▶ _Exercise brief_: Print the passage of the article about orchestra subscribers during the lockouts between "Some subscribers may" and "a seasonal tradition.", inclusive.

▶ _Text for analysis_:
During this high season, some classical groups are seeing an uptick in sales, but many Minnesota Orchestra and SPCO fans are just staying at home.
The locked-out musicians of the Minnesota Orchestra and St. Paul Chamber Orchestra aren't the only classical music lovers feeling left out in the cold. So are those who attend their performances, year in and year out.
Some subscribers may be seeking their classical "fix" elsewhere -- a few classical groups have noticed a spike in ticket sales. Others are staying home and mourning the loss of a seasonal tradition.
Longtime Minnesota orchestra subscribers Bill and Nancy Jones of St. Paul were looking forward to enjoying every concert from their seats in the front row. And it's not just the music they pine for.
"We miss the social aspect of it, too," Bill Jones said. "Meeting friends for supper, the ritual double espresso before the concert, seeing more people we know in the audience, and among the musicians on stage."

Records from a dataset:
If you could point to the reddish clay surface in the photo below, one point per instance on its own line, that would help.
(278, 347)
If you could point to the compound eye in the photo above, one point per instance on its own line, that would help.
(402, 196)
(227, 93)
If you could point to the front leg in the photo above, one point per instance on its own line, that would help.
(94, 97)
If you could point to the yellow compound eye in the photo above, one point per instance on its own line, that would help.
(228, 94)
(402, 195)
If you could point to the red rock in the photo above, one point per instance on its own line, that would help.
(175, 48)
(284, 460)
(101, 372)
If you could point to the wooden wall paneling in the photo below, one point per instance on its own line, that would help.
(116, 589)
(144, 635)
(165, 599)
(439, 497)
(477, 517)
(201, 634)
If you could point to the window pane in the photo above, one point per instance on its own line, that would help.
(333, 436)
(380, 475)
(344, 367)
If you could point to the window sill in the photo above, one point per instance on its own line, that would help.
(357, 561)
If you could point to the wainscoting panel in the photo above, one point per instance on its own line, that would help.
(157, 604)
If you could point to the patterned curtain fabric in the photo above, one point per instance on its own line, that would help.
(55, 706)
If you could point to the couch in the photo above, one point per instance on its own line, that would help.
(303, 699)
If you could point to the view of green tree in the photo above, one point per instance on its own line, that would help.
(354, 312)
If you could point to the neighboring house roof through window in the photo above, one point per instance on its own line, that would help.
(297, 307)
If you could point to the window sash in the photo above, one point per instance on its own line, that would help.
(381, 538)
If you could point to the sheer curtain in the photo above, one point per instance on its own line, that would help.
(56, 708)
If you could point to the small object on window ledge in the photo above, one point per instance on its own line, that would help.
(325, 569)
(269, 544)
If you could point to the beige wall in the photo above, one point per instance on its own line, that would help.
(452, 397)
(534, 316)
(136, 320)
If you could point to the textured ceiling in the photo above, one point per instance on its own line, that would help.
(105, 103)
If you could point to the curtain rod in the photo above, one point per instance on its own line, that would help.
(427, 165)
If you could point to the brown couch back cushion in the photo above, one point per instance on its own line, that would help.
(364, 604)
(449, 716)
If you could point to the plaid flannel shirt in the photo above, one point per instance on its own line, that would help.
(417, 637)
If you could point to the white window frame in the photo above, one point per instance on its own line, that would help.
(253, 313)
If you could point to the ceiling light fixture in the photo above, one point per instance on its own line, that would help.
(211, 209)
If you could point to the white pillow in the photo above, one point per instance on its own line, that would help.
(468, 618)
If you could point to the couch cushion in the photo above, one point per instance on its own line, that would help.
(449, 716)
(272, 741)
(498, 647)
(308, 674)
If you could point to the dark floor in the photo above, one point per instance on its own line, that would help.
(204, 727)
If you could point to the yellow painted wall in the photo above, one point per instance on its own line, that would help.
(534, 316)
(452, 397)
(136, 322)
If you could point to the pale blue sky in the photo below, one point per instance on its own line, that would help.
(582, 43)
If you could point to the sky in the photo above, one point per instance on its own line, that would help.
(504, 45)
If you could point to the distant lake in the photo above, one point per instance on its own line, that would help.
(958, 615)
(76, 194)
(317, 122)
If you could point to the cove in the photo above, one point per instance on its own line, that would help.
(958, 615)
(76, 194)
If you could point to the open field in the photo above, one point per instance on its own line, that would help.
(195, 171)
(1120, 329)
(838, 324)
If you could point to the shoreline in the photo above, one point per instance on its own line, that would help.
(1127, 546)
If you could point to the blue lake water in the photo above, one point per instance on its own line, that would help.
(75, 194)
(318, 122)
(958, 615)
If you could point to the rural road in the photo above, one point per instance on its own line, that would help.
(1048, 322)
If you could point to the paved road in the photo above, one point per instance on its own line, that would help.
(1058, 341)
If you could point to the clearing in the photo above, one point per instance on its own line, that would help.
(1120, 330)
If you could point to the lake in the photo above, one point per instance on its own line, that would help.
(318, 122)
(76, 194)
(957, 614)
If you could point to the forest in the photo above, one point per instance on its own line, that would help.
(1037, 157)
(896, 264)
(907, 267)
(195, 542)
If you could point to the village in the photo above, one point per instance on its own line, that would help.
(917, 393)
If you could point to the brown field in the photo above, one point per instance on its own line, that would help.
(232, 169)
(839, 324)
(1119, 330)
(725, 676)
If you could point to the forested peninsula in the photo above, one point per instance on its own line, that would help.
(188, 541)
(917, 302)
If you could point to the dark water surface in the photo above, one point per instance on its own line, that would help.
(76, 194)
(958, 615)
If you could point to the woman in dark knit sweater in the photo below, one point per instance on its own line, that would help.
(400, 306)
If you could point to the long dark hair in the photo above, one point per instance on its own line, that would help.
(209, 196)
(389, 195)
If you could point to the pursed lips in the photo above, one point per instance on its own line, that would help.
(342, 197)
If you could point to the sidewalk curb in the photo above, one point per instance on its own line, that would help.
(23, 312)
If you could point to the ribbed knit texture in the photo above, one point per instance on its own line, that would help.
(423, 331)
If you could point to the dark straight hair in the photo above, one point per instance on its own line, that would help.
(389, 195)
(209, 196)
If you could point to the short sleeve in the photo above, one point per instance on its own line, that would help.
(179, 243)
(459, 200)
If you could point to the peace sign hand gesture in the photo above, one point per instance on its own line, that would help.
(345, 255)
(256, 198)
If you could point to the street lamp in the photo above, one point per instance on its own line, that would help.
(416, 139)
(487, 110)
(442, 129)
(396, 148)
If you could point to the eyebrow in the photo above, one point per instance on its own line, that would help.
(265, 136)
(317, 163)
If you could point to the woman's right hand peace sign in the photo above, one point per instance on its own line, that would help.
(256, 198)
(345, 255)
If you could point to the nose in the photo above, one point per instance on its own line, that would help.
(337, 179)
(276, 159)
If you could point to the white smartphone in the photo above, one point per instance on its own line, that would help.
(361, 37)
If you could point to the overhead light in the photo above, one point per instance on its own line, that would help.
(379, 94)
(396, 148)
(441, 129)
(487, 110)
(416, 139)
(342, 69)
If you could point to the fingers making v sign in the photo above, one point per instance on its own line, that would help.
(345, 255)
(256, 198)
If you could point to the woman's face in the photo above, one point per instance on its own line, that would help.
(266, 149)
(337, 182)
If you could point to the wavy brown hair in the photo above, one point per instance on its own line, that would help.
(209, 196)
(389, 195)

▶ _Result of this exercise_:
Some subscribers may be seeking their classical "fix" elsewhere -- a few classical groups have noticed a spike in ticket sales. Others are staying home and mourning the loss of a seasonal tradition.